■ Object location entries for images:
+-------+

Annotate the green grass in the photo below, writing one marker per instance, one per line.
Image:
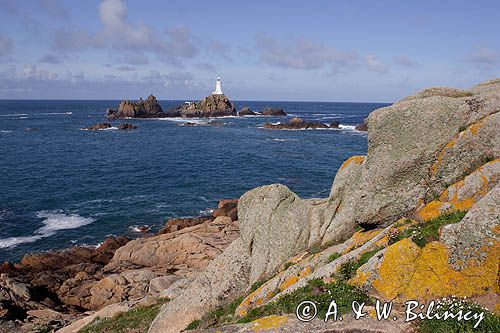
(333, 256)
(426, 232)
(490, 323)
(316, 291)
(136, 320)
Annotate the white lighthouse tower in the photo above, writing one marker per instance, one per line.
(218, 88)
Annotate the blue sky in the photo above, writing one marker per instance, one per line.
(263, 50)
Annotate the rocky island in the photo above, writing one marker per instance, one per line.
(417, 218)
(211, 106)
(299, 123)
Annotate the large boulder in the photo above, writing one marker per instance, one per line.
(272, 111)
(404, 168)
(150, 108)
(210, 106)
(221, 282)
(297, 123)
(373, 191)
(245, 111)
(273, 226)
(190, 248)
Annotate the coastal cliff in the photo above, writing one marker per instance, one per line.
(418, 218)
(210, 106)
(386, 208)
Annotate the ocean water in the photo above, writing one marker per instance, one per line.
(61, 185)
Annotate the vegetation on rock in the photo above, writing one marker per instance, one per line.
(136, 320)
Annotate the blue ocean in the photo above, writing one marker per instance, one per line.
(61, 185)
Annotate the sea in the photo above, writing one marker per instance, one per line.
(62, 185)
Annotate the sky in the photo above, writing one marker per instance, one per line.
(357, 51)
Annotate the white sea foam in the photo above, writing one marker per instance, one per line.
(54, 113)
(207, 211)
(53, 222)
(281, 140)
(347, 127)
(13, 114)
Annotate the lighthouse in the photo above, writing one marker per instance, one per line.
(218, 88)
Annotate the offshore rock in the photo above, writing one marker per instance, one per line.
(373, 191)
(99, 127)
(271, 111)
(245, 111)
(126, 126)
(150, 108)
(298, 123)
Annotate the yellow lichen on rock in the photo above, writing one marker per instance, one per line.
(288, 282)
(408, 272)
(475, 127)
(463, 194)
(269, 323)
(360, 278)
(353, 159)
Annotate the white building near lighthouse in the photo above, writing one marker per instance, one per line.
(218, 88)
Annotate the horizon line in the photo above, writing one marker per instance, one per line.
(183, 100)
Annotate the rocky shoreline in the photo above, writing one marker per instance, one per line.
(417, 218)
(57, 287)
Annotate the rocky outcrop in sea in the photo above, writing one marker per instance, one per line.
(210, 106)
(417, 218)
(299, 123)
(149, 108)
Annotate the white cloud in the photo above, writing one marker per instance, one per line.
(134, 39)
(303, 54)
(404, 60)
(6, 46)
(484, 55)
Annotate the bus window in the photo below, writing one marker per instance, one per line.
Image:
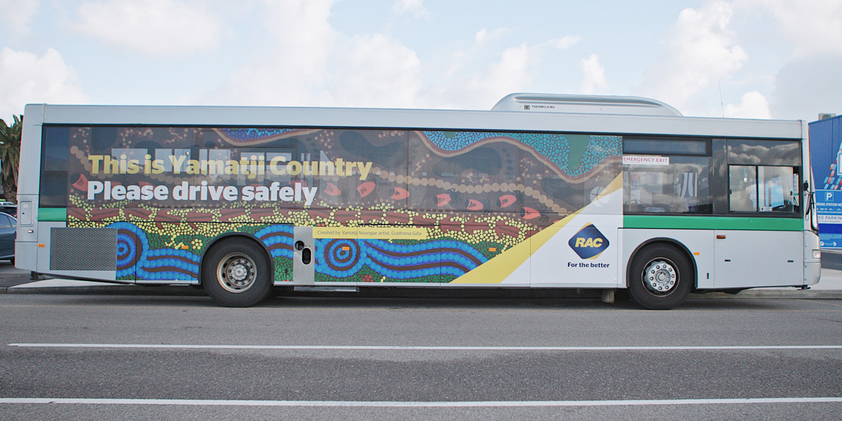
(763, 189)
(743, 188)
(677, 185)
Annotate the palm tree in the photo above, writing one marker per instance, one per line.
(10, 156)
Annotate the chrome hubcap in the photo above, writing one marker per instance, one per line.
(660, 276)
(236, 272)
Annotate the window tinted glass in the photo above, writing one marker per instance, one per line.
(681, 186)
(764, 152)
(677, 147)
(763, 189)
(54, 167)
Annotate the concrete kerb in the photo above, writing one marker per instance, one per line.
(829, 288)
(181, 290)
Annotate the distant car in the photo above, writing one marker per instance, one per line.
(8, 228)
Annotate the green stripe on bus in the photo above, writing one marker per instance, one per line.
(712, 223)
(52, 214)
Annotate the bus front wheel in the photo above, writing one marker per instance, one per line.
(237, 273)
(660, 277)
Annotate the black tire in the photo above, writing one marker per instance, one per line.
(237, 273)
(660, 277)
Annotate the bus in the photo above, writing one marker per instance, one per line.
(601, 193)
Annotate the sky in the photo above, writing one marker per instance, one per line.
(778, 59)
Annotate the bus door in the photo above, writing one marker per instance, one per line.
(304, 256)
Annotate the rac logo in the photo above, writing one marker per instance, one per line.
(588, 243)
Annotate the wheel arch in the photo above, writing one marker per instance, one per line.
(666, 241)
(228, 236)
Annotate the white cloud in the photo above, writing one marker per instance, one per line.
(483, 35)
(804, 88)
(481, 90)
(815, 26)
(18, 14)
(322, 68)
(566, 42)
(699, 52)
(594, 75)
(752, 105)
(376, 71)
(416, 7)
(26, 78)
(153, 27)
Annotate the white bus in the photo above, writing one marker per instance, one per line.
(543, 191)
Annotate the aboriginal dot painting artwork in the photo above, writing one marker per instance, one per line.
(385, 205)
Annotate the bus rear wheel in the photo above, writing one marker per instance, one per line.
(660, 277)
(237, 273)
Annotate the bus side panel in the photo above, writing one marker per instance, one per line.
(699, 244)
(737, 254)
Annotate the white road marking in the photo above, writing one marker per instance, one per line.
(430, 348)
(412, 404)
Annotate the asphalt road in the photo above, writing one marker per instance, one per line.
(154, 357)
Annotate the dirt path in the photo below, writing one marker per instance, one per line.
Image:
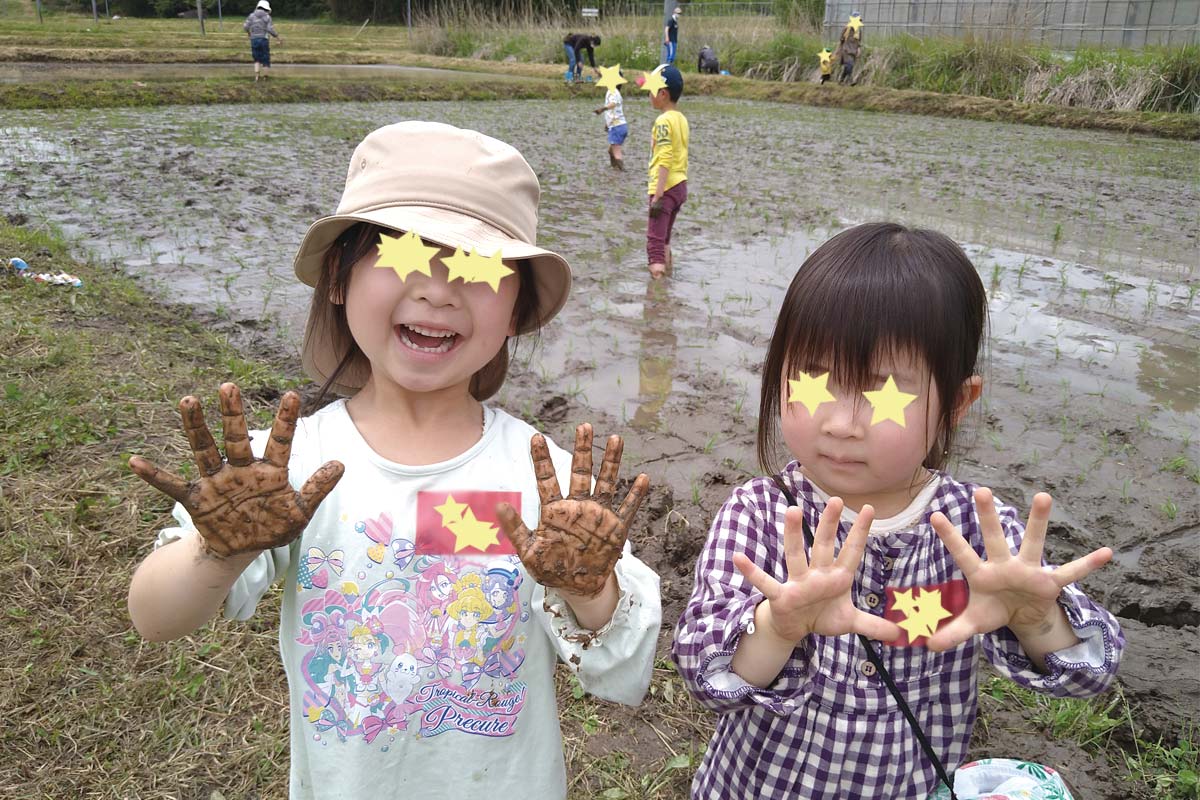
(1087, 242)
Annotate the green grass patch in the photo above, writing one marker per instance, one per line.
(1169, 770)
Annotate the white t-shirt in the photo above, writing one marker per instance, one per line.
(415, 668)
(615, 115)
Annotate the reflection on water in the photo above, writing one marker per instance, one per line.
(27, 72)
(208, 205)
(657, 355)
(1170, 374)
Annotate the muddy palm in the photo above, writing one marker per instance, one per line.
(241, 504)
(579, 537)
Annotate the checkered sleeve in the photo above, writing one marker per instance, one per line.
(723, 603)
(1080, 671)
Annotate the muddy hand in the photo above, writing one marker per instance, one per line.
(241, 504)
(580, 537)
(1014, 591)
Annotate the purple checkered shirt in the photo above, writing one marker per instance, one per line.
(828, 727)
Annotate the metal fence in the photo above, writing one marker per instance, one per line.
(1063, 24)
(651, 8)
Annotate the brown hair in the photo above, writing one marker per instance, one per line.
(347, 250)
(879, 289)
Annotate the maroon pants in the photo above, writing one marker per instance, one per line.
(658, 229)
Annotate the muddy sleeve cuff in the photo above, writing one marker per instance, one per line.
(251, 584)
(257, 578)
(615, 662)
(723, 603)
(1083, 669)
(720, 689)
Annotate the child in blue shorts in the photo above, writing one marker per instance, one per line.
(615, 125)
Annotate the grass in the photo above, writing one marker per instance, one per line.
(755, 47)
(91, 376)
(1171, 771)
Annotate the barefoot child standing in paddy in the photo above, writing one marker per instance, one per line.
(613, 109)
(669, 166)
(871, 367)
(421, 619)
(258, 25)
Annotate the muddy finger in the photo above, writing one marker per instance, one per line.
(581, 464)
(234, 422)
(318, 486)
(208, 458)
(279, 446)
(606, 483)
(544, 470)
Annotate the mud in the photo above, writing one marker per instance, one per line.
(25, 72)
(1086, 241)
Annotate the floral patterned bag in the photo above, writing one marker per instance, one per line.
(1005, 779)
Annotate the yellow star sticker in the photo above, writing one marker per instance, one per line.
(471, 531)
(490, 270)
(922, 614)
(888, 403)
(474, 268)
(459, 264)
(810, 391)
(654, 82)
(450, 510)
(406, 254)
(610, 78)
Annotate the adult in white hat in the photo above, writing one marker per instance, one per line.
(258, 24)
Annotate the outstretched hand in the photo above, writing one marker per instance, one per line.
(579, 537)
(815, 596)
(1014, 591)
(241, 504)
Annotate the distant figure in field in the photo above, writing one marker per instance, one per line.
(258, 25)
(826, 59)
(671, 35)
(575, 44)
(850, 44)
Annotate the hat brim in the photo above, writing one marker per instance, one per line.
(448, 228)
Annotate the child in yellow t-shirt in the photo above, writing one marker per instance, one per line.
(667, 170)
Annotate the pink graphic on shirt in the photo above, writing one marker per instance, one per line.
(431, 648)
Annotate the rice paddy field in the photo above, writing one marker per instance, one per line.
(1086, 241)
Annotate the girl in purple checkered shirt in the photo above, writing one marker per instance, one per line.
(871, 367)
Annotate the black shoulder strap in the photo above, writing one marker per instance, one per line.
(874, 657)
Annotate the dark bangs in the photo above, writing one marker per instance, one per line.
(876, 290)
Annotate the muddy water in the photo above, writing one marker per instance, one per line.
(46, 72)
(1086, 241)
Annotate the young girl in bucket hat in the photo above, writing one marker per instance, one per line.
(421, 619)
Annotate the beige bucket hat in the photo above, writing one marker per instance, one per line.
(450, 186)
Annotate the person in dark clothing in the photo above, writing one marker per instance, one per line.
(850, 44)
(575, 44)
(671, 35)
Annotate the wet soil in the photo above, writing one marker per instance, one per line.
(1086, 241)
(27, 72)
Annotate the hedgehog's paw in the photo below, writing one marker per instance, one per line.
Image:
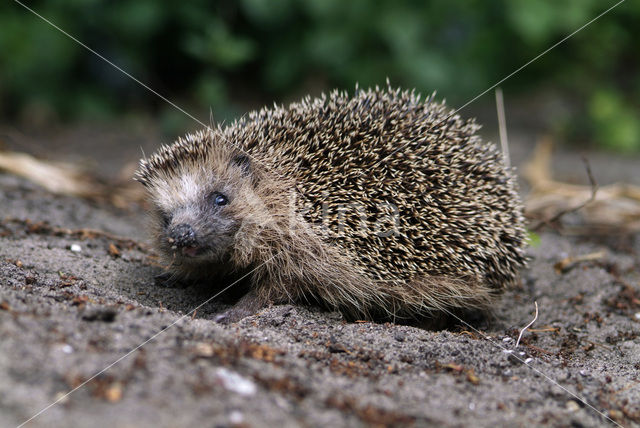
(248, 305)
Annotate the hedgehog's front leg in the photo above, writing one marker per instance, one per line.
(249, 304)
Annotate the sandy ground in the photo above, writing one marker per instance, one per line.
(80, 308)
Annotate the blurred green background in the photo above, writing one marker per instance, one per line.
(229, 56)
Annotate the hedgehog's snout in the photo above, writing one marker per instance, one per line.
(182, 236)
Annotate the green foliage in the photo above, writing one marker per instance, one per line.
(226, 54)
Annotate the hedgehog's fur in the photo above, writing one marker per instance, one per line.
(459, 232)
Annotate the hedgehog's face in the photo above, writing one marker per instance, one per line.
(199, 211)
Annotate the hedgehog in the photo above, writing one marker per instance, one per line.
(380, 205)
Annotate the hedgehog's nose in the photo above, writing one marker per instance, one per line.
(182, 236)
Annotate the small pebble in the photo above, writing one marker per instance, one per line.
(236, 383)
(236, 417)
(572, 406)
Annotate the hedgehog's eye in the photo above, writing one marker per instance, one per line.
(220, 200)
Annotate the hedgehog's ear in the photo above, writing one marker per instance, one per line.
(243, 162)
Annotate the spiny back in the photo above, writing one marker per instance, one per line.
(452, 204)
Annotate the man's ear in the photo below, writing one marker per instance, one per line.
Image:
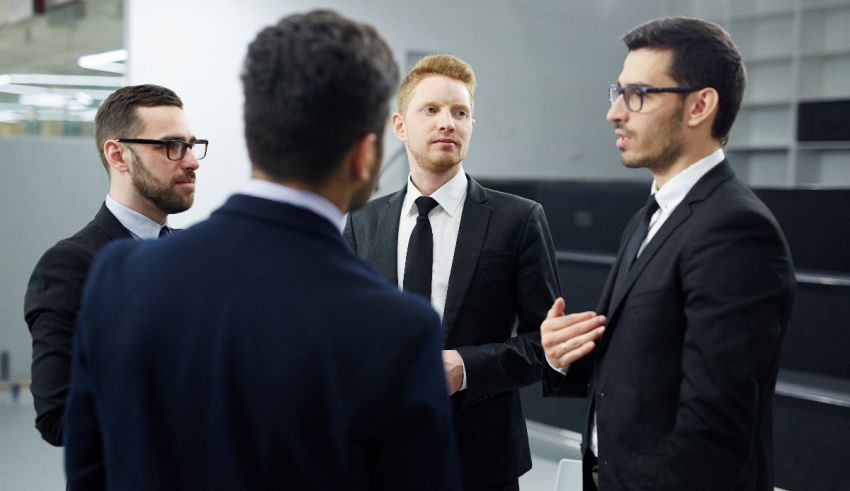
(114, 153)
(399, 128)
(703, 106)
(362, 158)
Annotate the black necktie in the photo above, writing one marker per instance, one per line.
(633, 246)
(420, 251)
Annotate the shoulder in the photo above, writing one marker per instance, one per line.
(375, 205)
(76, 251)
(510, 208)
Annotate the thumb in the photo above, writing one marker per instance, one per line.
(557, 309)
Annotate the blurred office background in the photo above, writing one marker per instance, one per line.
(543, 67)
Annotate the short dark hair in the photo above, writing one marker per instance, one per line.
(117, 117)
(314, 84)
(704, 55)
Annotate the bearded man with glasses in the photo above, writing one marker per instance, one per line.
(679, 370)
(150, 155)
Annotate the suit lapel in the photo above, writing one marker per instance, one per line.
(474, 222)
(699, 192)
(110, 225)
(384, 256)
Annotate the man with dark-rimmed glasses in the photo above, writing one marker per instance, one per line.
(679, 369)
(150, 154)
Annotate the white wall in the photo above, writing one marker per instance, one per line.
(542, 66)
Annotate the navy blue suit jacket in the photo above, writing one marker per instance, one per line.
(254, 351)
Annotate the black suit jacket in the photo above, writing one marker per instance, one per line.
(50, 309)
(254, 356)
(682, 381)
(503, 275)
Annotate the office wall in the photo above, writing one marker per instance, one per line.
(542, 66)
(49, 189)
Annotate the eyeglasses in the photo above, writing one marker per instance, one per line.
(633, 95)
(174, 149)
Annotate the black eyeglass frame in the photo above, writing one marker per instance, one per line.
(169, 144)
(615, 91)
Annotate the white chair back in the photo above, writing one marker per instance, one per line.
(569, 475)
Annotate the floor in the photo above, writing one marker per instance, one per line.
(29, 464)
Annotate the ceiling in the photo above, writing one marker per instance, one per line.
(51, 44)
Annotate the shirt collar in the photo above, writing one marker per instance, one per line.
(675, 190)
(449, 196)
(140, 226)
(296, 197)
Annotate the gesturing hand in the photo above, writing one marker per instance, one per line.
(568, 338)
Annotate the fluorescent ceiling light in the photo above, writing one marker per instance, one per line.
(108, 61)
(74, 80)
(43, 100)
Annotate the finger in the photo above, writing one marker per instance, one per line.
(577, 354)
(557, 309)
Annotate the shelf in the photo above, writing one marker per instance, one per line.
(825, 145)
(826, 53)
(770, 59)
(766, 14)
(756, 147)
(825, 6)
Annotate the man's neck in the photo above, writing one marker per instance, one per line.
(427, 182)
(688, 158)
(137, 204)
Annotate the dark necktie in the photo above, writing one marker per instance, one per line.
(420, 251)
(633, 246)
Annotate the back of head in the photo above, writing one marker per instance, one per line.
(117, 117)
(442, 64)
(704, 55)
(314, 84)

+-------+

■ PROBLEM DETAILS: Please scale the coordinates in the material from the line containing "Annotate the green grass patch" down to the line containing "(1170, 374)", both ends included, by multiplying each number by 0.7 and rounding to whole numbers with halves going up, and leave every other line unchanged. Return only those lines.

■ THE ANSWER:
Annotate the green grass patch in the photo above, writing one marker per instance, one per line.
(818, 539)
Annotate the white t-shirt in the photo above, writing one marker per instance, one per line.
(291, 468)
(431, 81)
Annotate the reflection on water in the photo above, writing one marker per instance, one per line.
(19, 50)
(146, 144)
(460, 249)
(819, 262)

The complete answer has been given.